**Texte fourni**
☆ ☆ ☆ ☆ ☆ ☆ ☆
Quel régime d’altérité et sa politisation, disloquant le vecteur de l’histoire et sa violence, Rancière oppose-t-il à ceci ? Dans ce qui est également une puissante définition de sa propre pensée du politique, Rancière le définit ainsi :

Or la cause de l’autre comme figure politique, c’est d’abord cela : une désidentification par rapport à un certain soi. C’est la production d’un peuple qui est différent du peuple qui est vu, dit, compté par l’État, un peuple défini par la manifestation d’un tort fait à la constitution du commun, laquelle construit elle-même un autre espace de communauté. Une subjectivation politique implique toujours un « discours de l’autre », en un triple sens. Premièrement, elle est le refus d’une identité fixée par un autre, une altération de cette identité, la rupture donc avec un certain soi. Deuxièmement, elle est une démonstration qui s’adresse à un autre, qui constitue une communauté définie par un certain tort. Troisièmement, elle contient toujours une identification impossible, une identification avec un autre auquel, en même temps, on ne peut être identifié : « damnés de la terre » ou autre. En l’occurrence, il n’y avait pas d’identification à ces combattants dont les raisons n’étaient pas les nôtres, à ces victimes dont les visages même nous étaient invisibles. Mais il y avait inclusion dans une subjectivation politique – dans une désidentification – de cette identité impossible à assumer.[15]

Les victimes dont Rancière dit qu’elles nous sont « invisibles » (un nous qu’une curieuse note de bas de page nous indique qu’il désigne « simplement une génération politique saisie dans sa globalité »[16]) sont les manifestants algériens pro-FLN (tous des citoyens français, cela devrait être relevé) battus, touchés par les balles et noyés lors du fameux massacre du 17 octobre 1961. Le changement de régime d’altérité est également spatial, du théâtre de la guerre d’Algérie aux « opérations de police » dans la métropole. C’est un tournant vers une pensée de la politique, non plus comme solidarité dotée d’un horizon révolutionnaire qui serait à la fois national et planétaire, mais en termes d’articulations de la citoyenneté qui organisent « un système défini des rapports entre le même et l’autre[17] ». Ceci découle de la conviction selon laquelle la croyance en un « régime de vérité » (comme celui de l’entrée dans l’histoire d’un peuple grâce à la violence) est autant l’effet que la cause d’un mode de subjectivation politique. C’est le tournant vers l’« ici » d’une pratique politique pacifiste qui a eu de la visibilité ainsi que la police, et non la libération historique avec la guerre pour paramètre et qui promettait, contre la préface de Sartre aux Damnés de la terre, une « inclusion politique de l’autre qui n’est pas celle de la morale et qui n’est pas non plus son opposé[18] ».  Ce tournant a le 17 octobre 1961 pour catalyseur traumatique :

 Cette journée, avec son double aspect manifeste et caché, a été un point tournant, un moment où les apories éthiques du rapport entre le mien et l’autre se sont transformées en subjectivation politique d’un rapport d’inclusion de l’altérité. (…) Ce qui a éclairé alors une scène politique ici, ce n’est pas cet aveuglant soleil. C’est plutôt, à l’inverse, une invisibilité, une soustraction produite par l’opération de la police. À  partir de là était possible une subjectivation politique qui ne fût pas une aide extérieure à la guerre de l’autre ou une assimilation de sa cause guerrière à la nôtre. Cette subjectivation politique, elle était faite d’abord d’une désidentification par rapport à l’État français qui avait fait cela en notre nom et soustrait cela à notre vue. Nous ne pouvions nous identifier à ces Algériens brutalement apparus et disparus comme manifestants dans l’espace public français. Nous pouvions en revanche nous désidentifier par rapport à cet État qui les avait tués et soustraits à tout compte.[19]

Rancière écrit que, par son action de répression brutale :

« [L’État] avait rendu possible la subjectivation d’une différence à soi de la citoyenneté, d’un écart entre citoyenneté juridique et citoyenneté politique. (…) Il ne créait plus de politique pour les Algériens. Mais il créait ici une subjectivation politique, un rapport de l’inclus à l’exclu, sans nom spécifique de sujet. ».
☆ ☆ ☆ ☆ ☆ ☆ ☆
**Défi a**
Selon le texte fourni, quel événement a servi de catalyseur traumatique au tournant politique décrit ?
☆ ☆ ☆ ☆ ☆ ☆ ☆
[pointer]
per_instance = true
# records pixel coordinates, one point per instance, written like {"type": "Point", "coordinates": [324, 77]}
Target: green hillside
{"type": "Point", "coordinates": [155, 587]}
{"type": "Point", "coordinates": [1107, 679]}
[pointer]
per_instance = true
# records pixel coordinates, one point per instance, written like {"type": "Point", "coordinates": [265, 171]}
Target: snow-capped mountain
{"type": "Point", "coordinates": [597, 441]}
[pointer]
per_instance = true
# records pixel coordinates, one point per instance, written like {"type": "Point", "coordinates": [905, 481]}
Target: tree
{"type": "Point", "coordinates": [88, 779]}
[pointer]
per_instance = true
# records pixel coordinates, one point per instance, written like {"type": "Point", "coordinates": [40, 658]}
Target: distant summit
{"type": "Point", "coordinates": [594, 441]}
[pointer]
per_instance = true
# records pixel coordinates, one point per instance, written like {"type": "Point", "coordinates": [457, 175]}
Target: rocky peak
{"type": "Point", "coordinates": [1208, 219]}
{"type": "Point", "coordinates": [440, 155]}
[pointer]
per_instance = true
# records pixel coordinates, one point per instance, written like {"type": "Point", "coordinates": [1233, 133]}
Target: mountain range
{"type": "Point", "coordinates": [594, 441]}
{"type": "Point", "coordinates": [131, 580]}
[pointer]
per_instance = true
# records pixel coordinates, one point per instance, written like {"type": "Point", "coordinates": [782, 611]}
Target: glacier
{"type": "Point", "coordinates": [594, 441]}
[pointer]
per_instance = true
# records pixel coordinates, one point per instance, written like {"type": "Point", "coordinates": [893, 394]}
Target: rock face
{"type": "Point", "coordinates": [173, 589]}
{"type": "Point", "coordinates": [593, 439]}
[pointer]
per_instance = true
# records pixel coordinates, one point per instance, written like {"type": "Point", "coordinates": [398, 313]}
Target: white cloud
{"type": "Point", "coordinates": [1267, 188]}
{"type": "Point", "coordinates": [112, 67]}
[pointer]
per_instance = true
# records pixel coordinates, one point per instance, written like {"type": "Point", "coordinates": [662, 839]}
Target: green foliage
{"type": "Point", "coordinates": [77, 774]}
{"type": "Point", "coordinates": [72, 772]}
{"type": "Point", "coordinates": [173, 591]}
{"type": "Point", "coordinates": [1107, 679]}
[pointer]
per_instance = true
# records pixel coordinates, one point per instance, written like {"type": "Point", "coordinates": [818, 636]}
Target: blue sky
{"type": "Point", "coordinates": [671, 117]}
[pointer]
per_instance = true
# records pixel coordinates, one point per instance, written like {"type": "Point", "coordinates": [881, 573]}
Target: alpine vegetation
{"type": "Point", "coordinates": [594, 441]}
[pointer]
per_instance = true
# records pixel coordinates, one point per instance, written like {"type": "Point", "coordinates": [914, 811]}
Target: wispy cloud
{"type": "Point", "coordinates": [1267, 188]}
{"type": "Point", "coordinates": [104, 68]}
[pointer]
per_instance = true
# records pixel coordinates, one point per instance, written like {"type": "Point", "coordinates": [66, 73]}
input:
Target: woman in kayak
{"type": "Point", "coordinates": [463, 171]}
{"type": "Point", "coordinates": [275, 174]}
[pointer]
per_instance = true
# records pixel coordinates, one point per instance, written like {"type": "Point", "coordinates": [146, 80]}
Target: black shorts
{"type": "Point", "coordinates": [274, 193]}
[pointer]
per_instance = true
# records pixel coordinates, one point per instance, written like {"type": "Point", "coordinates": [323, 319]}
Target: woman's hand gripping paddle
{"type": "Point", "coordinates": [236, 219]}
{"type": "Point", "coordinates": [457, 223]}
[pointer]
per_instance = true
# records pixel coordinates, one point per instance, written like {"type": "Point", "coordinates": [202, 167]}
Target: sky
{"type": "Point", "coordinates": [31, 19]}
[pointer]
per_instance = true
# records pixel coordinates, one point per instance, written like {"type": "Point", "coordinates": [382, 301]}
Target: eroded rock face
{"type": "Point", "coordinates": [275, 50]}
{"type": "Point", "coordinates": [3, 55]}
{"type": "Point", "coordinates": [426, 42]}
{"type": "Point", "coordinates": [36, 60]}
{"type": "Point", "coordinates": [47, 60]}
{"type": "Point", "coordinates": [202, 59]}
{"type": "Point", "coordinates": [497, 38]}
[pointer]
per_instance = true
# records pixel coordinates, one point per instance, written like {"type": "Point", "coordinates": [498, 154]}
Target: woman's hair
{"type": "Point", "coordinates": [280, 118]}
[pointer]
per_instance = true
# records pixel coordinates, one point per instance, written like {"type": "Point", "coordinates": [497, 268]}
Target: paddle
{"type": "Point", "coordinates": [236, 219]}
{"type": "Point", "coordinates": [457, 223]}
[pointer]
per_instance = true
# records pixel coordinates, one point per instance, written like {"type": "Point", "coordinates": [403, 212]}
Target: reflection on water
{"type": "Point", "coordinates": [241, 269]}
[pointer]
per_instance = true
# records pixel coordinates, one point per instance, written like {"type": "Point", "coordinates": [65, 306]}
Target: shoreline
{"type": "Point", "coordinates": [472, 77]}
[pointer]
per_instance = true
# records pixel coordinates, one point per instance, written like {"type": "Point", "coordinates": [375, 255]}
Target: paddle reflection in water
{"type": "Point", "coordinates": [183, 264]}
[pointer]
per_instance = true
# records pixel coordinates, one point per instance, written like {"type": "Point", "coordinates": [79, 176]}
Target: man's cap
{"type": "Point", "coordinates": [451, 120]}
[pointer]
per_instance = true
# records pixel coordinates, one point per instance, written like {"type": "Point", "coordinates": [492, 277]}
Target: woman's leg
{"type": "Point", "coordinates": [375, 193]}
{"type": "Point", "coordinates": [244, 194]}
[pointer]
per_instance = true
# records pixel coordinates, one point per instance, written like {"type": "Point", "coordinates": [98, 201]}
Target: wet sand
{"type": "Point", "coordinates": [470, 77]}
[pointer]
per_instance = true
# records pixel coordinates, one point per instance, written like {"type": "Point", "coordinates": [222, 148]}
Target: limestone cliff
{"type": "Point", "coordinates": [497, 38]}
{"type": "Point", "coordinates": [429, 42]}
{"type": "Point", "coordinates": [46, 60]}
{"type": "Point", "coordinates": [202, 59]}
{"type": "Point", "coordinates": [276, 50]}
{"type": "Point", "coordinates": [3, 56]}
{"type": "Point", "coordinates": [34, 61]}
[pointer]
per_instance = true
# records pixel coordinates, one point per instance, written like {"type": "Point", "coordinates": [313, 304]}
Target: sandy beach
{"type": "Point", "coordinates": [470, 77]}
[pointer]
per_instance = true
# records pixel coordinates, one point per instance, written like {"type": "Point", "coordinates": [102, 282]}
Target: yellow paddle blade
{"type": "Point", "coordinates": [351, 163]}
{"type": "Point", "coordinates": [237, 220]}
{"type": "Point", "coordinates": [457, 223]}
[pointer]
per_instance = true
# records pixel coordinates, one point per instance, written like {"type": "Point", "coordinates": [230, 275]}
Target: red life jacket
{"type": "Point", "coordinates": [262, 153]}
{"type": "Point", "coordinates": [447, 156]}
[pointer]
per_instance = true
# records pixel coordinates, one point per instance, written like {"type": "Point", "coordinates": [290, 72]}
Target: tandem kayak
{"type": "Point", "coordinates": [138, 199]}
☆ ☆ ☆ ☆ ☆ ☆ ☆
**Défi b**
Relevez toutes les lignes des données qui contiennent la chaîne "kayak", en tenant compte de la casse.

**Bonne réponse a**
Le massacre du 17 octobre 1961.

**Bonne réponse b**
Target: woman in kayak
Target: tandem kayak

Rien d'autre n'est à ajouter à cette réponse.